Could you reproduce every record below exactly as written?

___

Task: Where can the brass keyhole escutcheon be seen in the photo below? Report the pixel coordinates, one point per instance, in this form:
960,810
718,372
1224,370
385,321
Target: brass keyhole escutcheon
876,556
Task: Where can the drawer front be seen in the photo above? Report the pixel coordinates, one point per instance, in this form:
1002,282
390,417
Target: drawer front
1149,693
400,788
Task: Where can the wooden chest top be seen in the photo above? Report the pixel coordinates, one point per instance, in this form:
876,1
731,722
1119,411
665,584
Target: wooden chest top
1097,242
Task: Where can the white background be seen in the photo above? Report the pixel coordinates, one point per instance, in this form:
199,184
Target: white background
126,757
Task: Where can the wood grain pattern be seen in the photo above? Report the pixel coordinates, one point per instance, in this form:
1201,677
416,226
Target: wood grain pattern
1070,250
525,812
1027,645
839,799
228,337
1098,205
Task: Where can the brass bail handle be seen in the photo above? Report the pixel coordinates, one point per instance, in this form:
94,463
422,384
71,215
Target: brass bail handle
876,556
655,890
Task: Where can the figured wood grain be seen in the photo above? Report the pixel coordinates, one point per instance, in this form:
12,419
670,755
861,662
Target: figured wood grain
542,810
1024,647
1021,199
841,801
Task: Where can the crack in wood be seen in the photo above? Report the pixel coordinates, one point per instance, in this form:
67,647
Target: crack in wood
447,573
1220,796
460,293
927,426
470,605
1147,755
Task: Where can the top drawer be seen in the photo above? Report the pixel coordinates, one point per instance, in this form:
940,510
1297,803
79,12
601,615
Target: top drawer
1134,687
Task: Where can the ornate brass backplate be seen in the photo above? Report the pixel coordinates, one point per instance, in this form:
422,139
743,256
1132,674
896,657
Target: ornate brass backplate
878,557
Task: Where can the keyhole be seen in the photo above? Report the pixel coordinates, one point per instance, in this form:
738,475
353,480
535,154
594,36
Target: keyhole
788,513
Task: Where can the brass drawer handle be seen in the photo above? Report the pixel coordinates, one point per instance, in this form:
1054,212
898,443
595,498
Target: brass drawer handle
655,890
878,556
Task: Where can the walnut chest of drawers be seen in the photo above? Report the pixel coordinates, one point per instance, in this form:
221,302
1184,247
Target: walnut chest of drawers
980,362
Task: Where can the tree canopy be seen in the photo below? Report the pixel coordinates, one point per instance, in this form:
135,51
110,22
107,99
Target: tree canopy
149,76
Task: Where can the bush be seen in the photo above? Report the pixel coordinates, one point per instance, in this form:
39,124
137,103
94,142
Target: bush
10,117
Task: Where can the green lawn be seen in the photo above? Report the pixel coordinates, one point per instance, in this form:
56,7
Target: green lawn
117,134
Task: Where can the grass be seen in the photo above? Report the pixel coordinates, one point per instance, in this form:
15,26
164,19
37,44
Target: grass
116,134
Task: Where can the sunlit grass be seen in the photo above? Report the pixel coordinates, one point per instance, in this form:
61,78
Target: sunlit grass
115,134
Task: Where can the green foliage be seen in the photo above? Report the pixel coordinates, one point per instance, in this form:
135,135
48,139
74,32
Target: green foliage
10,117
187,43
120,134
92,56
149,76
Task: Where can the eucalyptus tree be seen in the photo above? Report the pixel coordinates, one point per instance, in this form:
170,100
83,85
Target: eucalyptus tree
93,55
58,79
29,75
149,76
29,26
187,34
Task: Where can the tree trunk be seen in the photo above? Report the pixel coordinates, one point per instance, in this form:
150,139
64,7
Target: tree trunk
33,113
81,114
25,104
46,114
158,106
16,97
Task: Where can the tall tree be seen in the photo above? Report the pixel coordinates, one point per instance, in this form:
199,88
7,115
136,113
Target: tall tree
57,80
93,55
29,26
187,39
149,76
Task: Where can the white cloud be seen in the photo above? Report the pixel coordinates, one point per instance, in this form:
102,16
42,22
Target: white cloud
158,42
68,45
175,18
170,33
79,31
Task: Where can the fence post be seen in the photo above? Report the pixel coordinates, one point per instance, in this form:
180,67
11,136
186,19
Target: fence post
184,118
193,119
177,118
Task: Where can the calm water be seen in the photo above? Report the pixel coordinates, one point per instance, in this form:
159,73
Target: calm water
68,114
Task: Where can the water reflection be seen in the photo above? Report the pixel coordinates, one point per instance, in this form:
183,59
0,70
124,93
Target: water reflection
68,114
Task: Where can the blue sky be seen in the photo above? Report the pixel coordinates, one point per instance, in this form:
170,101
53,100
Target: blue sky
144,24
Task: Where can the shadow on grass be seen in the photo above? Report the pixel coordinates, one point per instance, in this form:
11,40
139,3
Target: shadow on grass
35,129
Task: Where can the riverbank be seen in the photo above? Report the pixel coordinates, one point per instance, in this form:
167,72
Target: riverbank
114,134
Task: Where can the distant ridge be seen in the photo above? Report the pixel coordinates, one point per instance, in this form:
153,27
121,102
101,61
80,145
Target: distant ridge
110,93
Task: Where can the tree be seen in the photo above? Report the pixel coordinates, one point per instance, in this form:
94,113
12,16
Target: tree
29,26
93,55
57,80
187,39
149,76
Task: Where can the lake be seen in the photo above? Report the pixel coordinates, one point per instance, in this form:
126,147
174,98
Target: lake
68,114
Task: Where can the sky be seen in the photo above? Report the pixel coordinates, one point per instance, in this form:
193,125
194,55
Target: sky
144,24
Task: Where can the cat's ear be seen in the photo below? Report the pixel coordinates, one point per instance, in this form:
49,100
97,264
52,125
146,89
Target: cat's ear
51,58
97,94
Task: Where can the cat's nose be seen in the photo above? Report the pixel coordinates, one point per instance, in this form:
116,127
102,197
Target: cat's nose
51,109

___

*Solution to the problem:*
Task: Where can the brass keyhole escutcheon be seen in the photo below? Report the pixel coordinates, one point per instance, in this form:
960,810
718,372
1224,370
385,321
Target: brass keyhole escutcheon
876,556
Task: Where can the drawer front be seen in the photo above? Report the pixel coordinates, one point per instance, in this form:
1002,282
390,417
Target: drawer front
1149,693
400,788
Task: Where can the wooden chest top be seen in the photo above? Report the pixel coordinates, one point per instance, in this form:
876,1
731,722
1119,411
665,584
Target: wooden chest top
1097,242
Task: Where can the white background be seen in the photo above? Report the pixel coordinates, one point per instance, in this form:
199,184
Target: white background
126,757
Task: Where can the wood grain pattern be seen in the photo above? Report the pixel coordinates, one point per instance, in this form:
1201,677
416,226
Target: wood grain pattern
1070,250
525,812
1027,645
839,799
228,337
1098,205
Task: Where can the brass bail handle be seen in the photo above? Report the pixel coordinates, one point per instance, in this form:
94,463
422,384
71,215
Target: brass bail handle
876,556
655,890
Task: Where can the figured wood grain be seen in the photo above? Report the pixel coordinates, one point per instance, in this form:
12,419
670,755
861,662
Target: figured wood grain
542,810
1024,647
1021,199
841,801
Task: Where can the crack in wood be seen in the photo above? Report the pixel coordinates, one point per instance, in this form:
67,647
Target: crack in wood
447,573
1220,796
460,293
927,426
470,605
1147,755
Task: Where can the top drawer be seen in the photo above? Report the pixel coordinates, one point per instance, in this form:
940,510
1297,803
79,12
601,615
Target: top drawer
1134,687
Task: Where can the ornate brass backplate be seen in the photo above? Report the pixel coordinates, one point per instance, in this form:
422,139
743,256
1132,674
896,657
Target: ornate brass backplate
878,557
Task: Where can the keyhole be seen in the photo above? Report the pixel coordinates, one point per instance, in this form:
738,475
353,480
535,154
594,36
Target: keyhole
788,513
Task: Where can the brass drawer handle be seen in the photo above? Report the pixel coordinates, one point per instance, in this form:
1054,212
898,443
595,498
Target: brass drawer handle
655,890
878,556
Task: Where can the walnut chest of drawers be seen in the photo above? Report the pixel coordinates, one point per instance, in this form:
221,302
1184,247
Target: walnut chest of drawers
980,362
Task: Where can the tree canopy be seen in the photo below? Report the pixel coordinates, one point per instance, in this form:
135,51
110,22
107,99
Target: tree canopy
149,76
Task: Where can the bush be seen in the photo above? Report the pixel coordinates, one point per instance, in this form:
39,124
137,103
94,142
Target: bush
10,117
Task: Where can the green lawn be seen in the photo above? Report the pixel coordinates, one point per instance, in this form:
56,7
Target: green lawn
117,134
Task: Where can the grass be seen in the photo above? Report the pixel coordinates, one point per instance, in this form:
15,26
164,19
37,44
Target: grass
116,134
Task: Where can the sunlit grass be seen in the photo above? Report the pixel coordinates, one point per instance, in this form:
61,78
Target: sunlit grass
115,134
Task: Where can the green foliage be seen in the photo above? Report the pixel coordinates, one point per instance, in this form:
135,135
48,139
74,32
Target: green foliage
10,117
187,43
120,134
92,56
149,76
Task: Where can the eucalyptus tree be seen in the photo above? Report the pixel coordinates, one point per instance, in this form:
170,100
83,85
Target: eucalyptus tree
93,55
58,79
29,75
149,76
29,26
187,34
Task: Where can the tree trunk be seen in the photo above? Report the pixel coordinates, one point per instance, in this form:
150,139
64,7
Target: tree trunk
33,113
81,114
25,104
46,114
158,106
16,97
Task: Where can the tall tree be seen in the photo above? Report the pixel coordinates, one point per instance, in this form:
199,88
7,115
136,113
Target: tall tree
57,80
93,55
29,26
187,39
149,76
Task: Where can the white cloud be seen in the photo above? Report the pixel coordinates, one point per instance, in this form:
102,16
42,22
Target: white cloud
158,42
68,45
175,18
170,33
79,31
Task: Where can the fence post be seen in the photo above? Report the pixel coordinates, one point per instance, in this form:
180,67
11,136
186,19
Target: fence post
184,118
193,119
177,118
Task: Where can the calm water be seen in the photo above? Report the pixel coordinates, one point per instance, in this form:
159,73
Target: calm water
68,114
Task: Where can the water reflection be seen in the photo above? Report the pixel coordinates, one point per instance, in this form:
183,59
0,70
124,93
Target: water reflection
68,114
Task: Where can the blue sky be seen in the photo above? Report the pixel coordinates, one point per instance, in this form:
170,101
53,100
Target: blue sky
144,24
Task: Where can the shadow on grass be seen in the photo above? Report the pixel coordinates, one point per instance, in this form:
11,40
139,3
Target: shadow on grass
35,129
Task: Where can the riverbank be seen in the photo above? Report the pixel coordinates, one point per instance, in this form:
167,72
Target: riverbank
114,134
Task: Where can the distant ridge be seen in the photo above? Report the pixel coordinates, one point per instance, in this form:
153,27
121,102
101,61
80,145
Target: distant ridge
110,93
Task: Where can the tree be seen in the photo above? Report the pixel coordinates, one point per instance, in this form:
94,113
12,16
Target: tree
29,26
93,55
57,80
187,39
149,76
Task: Where can the lake be seen in the photo above? Report the pixel coordinates, one point per instance, in this form:
126,147
174,98
Target: lake
68,114
Task: Where can the sky be seen in the photo above? Report the pixel coordinates, one point per instance, in this form:
193,125
194,55
Target: sky
144,24
Task: Where can the cat's ear be seen in the photo below? Report the pixel coordinates, one point per instance, in this form:
49,100
97,264
52,125
146,89
Target: cat's ear
51,58
97,94
Task: Where can the cat's nose be seen in the photo above? Report the pixel coordinates, one point per instance, in this form:
116,127
102,197
Target: cat's nose
51,109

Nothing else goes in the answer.